What you need to do
Your answer should be an exact copy of every record.

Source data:
#####

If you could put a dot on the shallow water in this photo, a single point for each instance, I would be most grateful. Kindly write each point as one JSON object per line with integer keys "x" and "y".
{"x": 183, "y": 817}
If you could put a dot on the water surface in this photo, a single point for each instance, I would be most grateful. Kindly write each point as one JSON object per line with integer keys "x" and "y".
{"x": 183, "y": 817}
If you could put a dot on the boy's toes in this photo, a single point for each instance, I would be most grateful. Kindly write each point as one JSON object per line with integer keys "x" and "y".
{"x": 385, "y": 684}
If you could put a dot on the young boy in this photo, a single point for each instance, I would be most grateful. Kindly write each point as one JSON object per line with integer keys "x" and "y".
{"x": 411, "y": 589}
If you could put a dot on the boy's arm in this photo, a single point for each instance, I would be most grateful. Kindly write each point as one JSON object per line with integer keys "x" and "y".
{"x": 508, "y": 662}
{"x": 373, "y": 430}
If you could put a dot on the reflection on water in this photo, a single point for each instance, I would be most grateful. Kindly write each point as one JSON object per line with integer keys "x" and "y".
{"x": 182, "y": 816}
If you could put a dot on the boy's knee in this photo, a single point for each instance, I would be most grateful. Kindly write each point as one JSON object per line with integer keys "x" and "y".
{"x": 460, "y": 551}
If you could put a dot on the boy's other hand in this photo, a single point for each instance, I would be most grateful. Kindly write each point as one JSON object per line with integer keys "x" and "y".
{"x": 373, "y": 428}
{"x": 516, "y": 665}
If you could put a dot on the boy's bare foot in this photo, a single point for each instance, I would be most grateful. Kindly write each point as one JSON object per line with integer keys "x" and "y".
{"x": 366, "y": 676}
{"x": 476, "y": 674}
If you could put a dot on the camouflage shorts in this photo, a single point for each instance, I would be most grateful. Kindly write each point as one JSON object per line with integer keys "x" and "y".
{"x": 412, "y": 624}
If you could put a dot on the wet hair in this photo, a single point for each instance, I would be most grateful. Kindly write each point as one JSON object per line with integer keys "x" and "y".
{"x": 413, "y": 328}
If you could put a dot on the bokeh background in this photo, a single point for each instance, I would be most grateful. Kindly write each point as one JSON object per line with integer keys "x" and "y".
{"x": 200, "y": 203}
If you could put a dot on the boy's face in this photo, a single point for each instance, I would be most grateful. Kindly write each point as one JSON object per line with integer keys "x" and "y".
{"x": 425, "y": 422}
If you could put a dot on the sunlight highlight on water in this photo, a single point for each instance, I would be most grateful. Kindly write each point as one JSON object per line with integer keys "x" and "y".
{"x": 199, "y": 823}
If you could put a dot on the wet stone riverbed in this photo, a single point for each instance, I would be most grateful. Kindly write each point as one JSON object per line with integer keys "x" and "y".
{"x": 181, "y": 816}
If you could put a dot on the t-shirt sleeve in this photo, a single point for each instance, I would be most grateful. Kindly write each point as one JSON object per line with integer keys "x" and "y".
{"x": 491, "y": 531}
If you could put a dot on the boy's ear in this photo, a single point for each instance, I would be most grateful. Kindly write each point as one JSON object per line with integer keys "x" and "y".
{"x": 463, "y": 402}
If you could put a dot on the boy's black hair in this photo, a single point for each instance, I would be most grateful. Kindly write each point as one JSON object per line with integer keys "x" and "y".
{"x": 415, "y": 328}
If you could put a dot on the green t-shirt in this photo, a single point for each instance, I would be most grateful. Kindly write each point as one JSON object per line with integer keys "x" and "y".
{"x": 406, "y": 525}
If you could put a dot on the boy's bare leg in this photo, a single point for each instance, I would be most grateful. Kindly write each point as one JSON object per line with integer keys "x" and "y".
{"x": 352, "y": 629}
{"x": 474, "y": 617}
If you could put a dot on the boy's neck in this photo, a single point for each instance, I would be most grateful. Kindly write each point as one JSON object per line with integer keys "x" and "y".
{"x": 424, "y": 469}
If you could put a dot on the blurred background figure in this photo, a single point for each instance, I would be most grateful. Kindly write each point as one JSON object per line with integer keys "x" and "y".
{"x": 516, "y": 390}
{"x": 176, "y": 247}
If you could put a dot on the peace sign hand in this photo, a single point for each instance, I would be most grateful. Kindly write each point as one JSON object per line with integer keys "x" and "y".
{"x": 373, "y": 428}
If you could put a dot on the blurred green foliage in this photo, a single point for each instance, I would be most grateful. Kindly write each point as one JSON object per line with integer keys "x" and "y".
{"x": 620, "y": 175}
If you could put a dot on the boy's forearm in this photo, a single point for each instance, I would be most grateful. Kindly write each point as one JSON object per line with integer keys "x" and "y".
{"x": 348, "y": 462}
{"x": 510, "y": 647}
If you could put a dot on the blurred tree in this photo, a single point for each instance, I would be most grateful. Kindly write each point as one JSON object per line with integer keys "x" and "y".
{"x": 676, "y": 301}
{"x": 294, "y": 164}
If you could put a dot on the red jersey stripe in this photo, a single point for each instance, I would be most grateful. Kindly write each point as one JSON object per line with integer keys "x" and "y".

#####

Answer to the problem
If you could put a dot on the shallow water in this photo, a single point for each instance, I would be most grateful. Kindly write each point as one JSON object per line with integer keys "x" and "y".
{"x": 183, "y": 817}
If you could put a dot on the water surface in this photo, a single point for each instance, I would be most grateful. Kindly write each point as one JSON object per line with integer keys "x" and "y".
{"x": 183, "y": 817}
If you could put a dot on the boy's toes in this photo, a single point for each instance, I would be most grateful. Kindly write each point as one JSON object per line with integer keys "x" and "y".
{"x": 385, "y": 684}
If you could put a dot on the young boy in this photo, a single point for each instance, I would be most grateful. Kindly write each point as one JSON object per line with integer keys "x" and "y".
{"x": 411, "y": 589}
If you could put a dot on the boy's arm in this photo, a single point for each instance, I would be most grateful. Kindly write each point as one JSON object per line with integer keys "x" and "y".
{"x": 508, "y": 662}
{"x": 373, "y": 430}
If you could put a dot on the reflection on water in this photo, a single point for each instance, I would be most grateful. Kindly write each point as one JSON object per line with integer keys "x" and "y".
{"x": 182, "y": 816}
If you could put a dot on the boy's knee in this photo, a single point for each instance, I would be most grateful. Kindly write each point as one JSON object per line with integer keys "x" and "y".
{"x": 460, "y": 551}
If you could put a dot on the boy's other hand in this photo, a single point for each instance, I would be most grateful. Kindly write each point as one JSON object per line with integer keys "x" and "y".
{"x": 373, "y": 428}
{"x": 516, "y": 665}
If you could put a dot on the boy's bare foot in this photo, a single point for each instance, I would be most grateful. Kindly write each point as one JSON object per line with integer keys "x" and "y".
{"x": 366, "y": 676}
{"x": 476, "y": 674}
If you could put a dot on the camouflage shorts in this photo, a single point for each instance, I would be most grateful. Kindly write each point as one JSON object per line with integer keys "x" and "y".
{"x": 412, "y": 624}
If you could put a dot on the wet hair in this photo, a single point for each instance, I would be most grateful. Kindly write each point as one JSON object per line with integer keys "x" and "y".
{"x": 413, "y": 328}
If you could put a dot on the bokeh background in this photo, a single point for each instance, I would be most grateful. Kindly write each point as one JSON object per line with integer keys "x" and "y".
{"x": 200, "y": 203}
If you could put a dot on the boy's face in this photo, a single point for each instance, I would be most grateful. Kindly write each point as one JSON object per line with integer keys "x" and "y".
{"x": 425, "y": 422}
If you could put a dot on the sunlight highlight on water in this photo, a single point for each instance, I would be most grateful. Kindly write each point as one JSON object per line with integer keys "x" and "y".
{"x": 199, "y": 823}
If you could put a dot on the wet stone riverbed in this photo, a single point for each instance, I would be most grateful. Kindly write each point as one JSON object per line with integer keys "x" and "y".
{"x": 181, "y": 816}
If you could put a dot on the t-shirt sleeve in this photo, a single point for each instance, I would be most grateful. Kindly write each point as one JSON object per line with integer keys "x" and "y".
{"x": 491, "y": 531}
If you could put a dot on the boy's ear in this photo, a single point for each instance, I would be most grateful. Kindly write each point as one JSON object per line with integer keys "x" and "y".
{"x": 463, "y": 402}
If you could put a dot on the boy's black hair in this photo, a single point for each instance, I would be most grateful. Kindly write each point as one JSON object per line with integer keys "x" and "y".
{"x": 415, "y": 328}
If you could put a dot on the green t-shirt in this photo, a single point for each instance, I would be most grateful. Kindly write each point as one JSON object per line with integer keys "x" and "y".
{"x": 406, "y": 525}
If you could put a dot on the boy's bare leg in this photo, a single point for each instance, I would be most grateful. Kindly write each point as one JSON object per line with integer keys "x" and "y".
{"x": 352, "y": 629}
{"x": 474, "y": 617}
If you could put a dot on the boy's neck in this photo, a single point for each instance, I would be most grateful. Kindly write each point as one JSON object per line with integer keys "x" and "y".
{"x": 424, "y": 469}
If you could put a dot on the blurred background figure in this photo, a single point for each instance, I would be most grateful. Kindly write each point as one JSON object per line with integer keys "x" and "y".
{"x": 516, "y": 390}
{"x": 176, "y": 247}
If you could put a dot on the peace sign hand in this photo, a single point for each instance, I would be most grateful. Kindly write each point as one JSON object per line with integer keys "x" and "y".
{"x": 373, "y": 428}
If you could put a dot on the blurred green foliage in this photo, a single point for each instance, I would be most grateful. Kindly write each point as one JSON object per line with integer keys "x" and "y".
{"x": 620, "y": 175}
If you could put a dot on the boy's forearm in this photo, a single point for each instance, I would be most grateful. Kindly write each point as one JSON object per line with integer keys "x" and "y".
{"x": 348, "y": 462}
{"x": 510, "y": 647}
If you could put a dot on the blurred tree in this photo, a single point for each instance, I would be most grateful. Kindly write each point as one JSON object per line with integer keys "x" and "y".
{"x": 676, "y": 301}
{"x": 294, "y": 164}
If you could put a dot on the red jersey stripe in this photo, a single point for each instance, I would be most grateful. Kindly write each point as one JSON object per line with integer keys "x" and "y".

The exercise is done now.